Recast every line of the entries below as one numbered list, with each line as its own item and blank lines left out.

> [Exercise input]:
****************************************
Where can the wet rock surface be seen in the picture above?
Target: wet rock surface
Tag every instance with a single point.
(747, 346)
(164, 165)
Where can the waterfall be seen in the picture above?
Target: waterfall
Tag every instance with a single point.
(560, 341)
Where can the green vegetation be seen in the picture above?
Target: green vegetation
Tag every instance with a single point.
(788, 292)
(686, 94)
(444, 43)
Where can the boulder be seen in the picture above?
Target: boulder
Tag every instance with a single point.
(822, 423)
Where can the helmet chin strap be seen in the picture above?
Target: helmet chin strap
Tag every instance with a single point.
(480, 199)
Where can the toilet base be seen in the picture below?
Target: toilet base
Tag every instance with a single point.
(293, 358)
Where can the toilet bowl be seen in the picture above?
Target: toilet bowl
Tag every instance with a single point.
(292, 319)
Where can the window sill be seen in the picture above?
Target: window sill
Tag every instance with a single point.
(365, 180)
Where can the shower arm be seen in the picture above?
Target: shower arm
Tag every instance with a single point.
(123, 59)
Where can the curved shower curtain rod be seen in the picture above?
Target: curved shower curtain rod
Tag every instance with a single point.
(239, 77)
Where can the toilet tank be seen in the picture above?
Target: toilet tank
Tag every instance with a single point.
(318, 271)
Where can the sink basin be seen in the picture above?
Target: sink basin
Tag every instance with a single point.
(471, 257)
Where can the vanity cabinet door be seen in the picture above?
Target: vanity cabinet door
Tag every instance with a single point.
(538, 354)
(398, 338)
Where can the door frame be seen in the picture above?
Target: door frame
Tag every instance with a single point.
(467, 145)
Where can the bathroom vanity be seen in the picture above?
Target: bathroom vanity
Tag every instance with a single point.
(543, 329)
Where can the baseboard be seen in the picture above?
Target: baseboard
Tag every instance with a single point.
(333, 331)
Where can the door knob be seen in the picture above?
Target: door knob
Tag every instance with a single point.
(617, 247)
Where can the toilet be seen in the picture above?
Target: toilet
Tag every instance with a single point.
****************************************
> [Finished answer]:
1. Where can the wet rock surface be seen in the picture above?
2. Target: wet rock surface
3. Tag every instance with a single point.
4. (747, 346)
5. (164, 165)
6. Where can the waterfall be seen in the picture above?
7. Target: waterfall
8. Tag every instance with a single point.
9. (560, 341)
10. Where can the green vegetation be seen in the picture above?
11. Target: green vegetation
12. Tag every instance with a single point.
13. (788, 292)
14. (686, 94)
15. (444, 43)
16. Where can the boulder be seen in the picture above?
17. Target: boulder
18. Tag every instance with a single point.
19. (822, 423)
20. Where can the helmet chin strap be seen in the picture above?
21. Target: helmet chin strap
22. Tag every instance with a single point.
23. (480, 199)
24. Where can the toilet base be seen in the picture below?
25. Target: toilet base
26. Tag every instance with a single point.
27. (293, 358)
28. Where can the toilet bowl be seen in the picture above?
29. Target: toilet bowl
30. Tag every instance with a single point.
31. (292, 319)
32. Where can the window sill be seen in the picture above?
33. Target: window sill
34. Tag every instance with a single point.
35. (365, 180)
36. Where can the shower arm be seen in the picture above?
37. Target: shower arm
38. Tag every instance with a single point.
39. (123, 59)
40. Where can the curved shower curtain rod be seen in the picture above?
41. Target: curved shower curtain rod
42. Tag every instance with a single point.
43. (239, 77)
44. Where can the toilet tank be seen in the picture above?
45. Target: toilet tank
46. Tag every instance with a single point.
47. (318, 271)
48. Where can the sink basin be seen in the picture above?
49. Target: sink basin
50. Tag every instance with a single point.
51. (471, 257)
52. Where can the vanity cabinet door be seen in the picture above?
53. Target: vanity cabinet door
54. Tag every instance with a single point.
55. (538, 354)
56. (398, 338)
57. Where can the door frame be seen in the picture above?
58. Target: door frame
59. Tag every instance with a single point.
60. (467, 145)
61. Where can the bathroom vanity be seen in the picture above?
62. Target: bathroom vanity
63. Tag every instance with a single point.
64. (543, 329)
65. Where can the baseboard be seen in the picture above?
66. Target: baseboard
67. Tag every instance with a single point.
68. (333, 331)
69. Where can the door knob be seen in the picture above?
70. Target: door knob
71. Tag every instance with a single point.
72. (617, 247)
73. Where can the toilet be seen in the picture above?
74. Target: toilet
75. Tag every instance with a single point.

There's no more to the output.